====== TEXT ======

So the lights are up and the neighborhood looks very festive in the evening.  Even the Pakistani family has put up a very large snow globe on their front lawn.  Now they are true Americans. Our neighborhood is very multicultural for this part of California.  Except for the Russians,  I mean Ukrainians, who still are having trouble with all the holiday cheer and can't understand why we have dogs.

We use to have a family from Germany living in the 'hood for about 8 years. They always had great parties with wonderful food.  We where sad when they moved back to Europe.  But Marlis took our tradition of Christmas lights on the house with her.   I guess she was quite the hit in her new neighborhood in Sweden when she decorated the outside of her new home with Christmas lights. I hope they where the blinking ones. Leave it to us tacky Americans to have too much bling for the holidays.
It’s important to decorate because once you get the decorations up, it feels like Christmas. The job I dreaded was just what I needed.  Now I need to work on what’s on TV. We wanted a Christmas show last night, so I went to On Demand and under holiday shows, was RAMBO!?!   When did Rocky become Christmas.
Just shoot me now and get it over with. There wasn’t one good holiday show that didn't involve a murder or sex or some dysfunctional family with sick humor. Why????

So when you can't see it on TV or in the movies,  put some sparkly lights on your house and turn on some Christmas music, really loud so the neighbors know it's here and what is on TV is not what it is about.
Christmas in not about gifts, and who is buying cars for Christmas?  It's not about the decoration and lights but about a baby that was born to save mankind and boy do we need him now.   Well, at least I do!
Merry Christmas!

Friday, November 19, 2010

What's In a Name?


Just yesterday I got, in the mail,  my teaching packet for Houston IQA next year, 2011.  Didn't I just get home 2 weeks ago from Houston?  They need my teaching proposal by December 15th.  I think they just want to mess with me. So the last 2 days I have been writing up proposals and designing a new pattern.  I am supposed to be on vacation. They have asked me to teach the Zinnia again. Wow!  I thought I would also add a new flower to my repertoire.
I have been drawing and studying the Texas bluebonnet, which looks a lot like a California lupine. I guess it depends on where you see them blooming.  I first saw the lupine on the rolling hillside of La Selva Beach, north of Monterey. We lived there for 2 years when Matt was a toddler.  Every day, out my window, was this breathtaking view of the ocean all the way to Monterey and then, in the spring it, was the blue and purple lupine covering the hillside that ran down to the ocean.  Yes, it was heaven.  I would spend hours amazed at the wonder of God's beauty that I was so blessed to see every day.
I have a friend, Janice, who sent me pictures of fields in Texas covered in this beautiful bluebonnet flower. One picture was of her grandchildren sitting in the fields of blue.  I now know why she moved to Texas (plus. you can carry a gun in your purse).  She was going through a messy divorce at the time and I bet she wished she could have had a gun, back when she was living in California.  For those of you who do not know how to take a joke, that was one.  I recently had a neighbor read my blog where I stated, "I wanted a gun for Mothers Day, but no one would give me one".  They thought I was serious, so now when I make a joke, I have to put in a disclaimer:  This blog site may not be fit for sad, depressing people, who can't laugh at themself.

====== PROVIDED MATERIAL ======

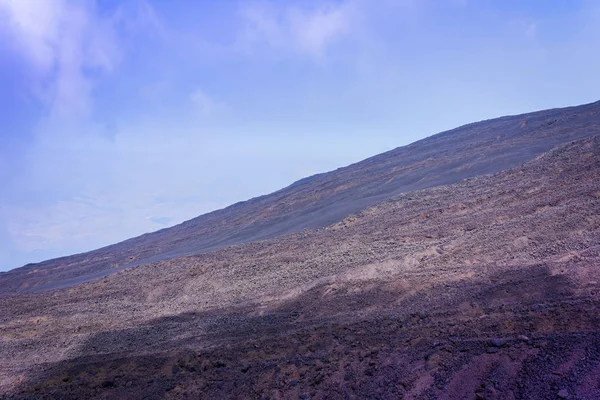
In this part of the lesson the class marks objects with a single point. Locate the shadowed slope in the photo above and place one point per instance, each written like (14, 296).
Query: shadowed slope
(483, 289)
(317, 201)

======

*SET EXERCISE*
In the blog post, what reason does the writer give for now attaching a disclaimer to jokes? Answer in one to three sentences.

*THE ANSWER*
A neighbor read the blog post where the writer said, "I wanted a gun for Mothers Day, but no one would give me one," and took it seriously. Because of that, the writer now adds a disclaimer when making a joke.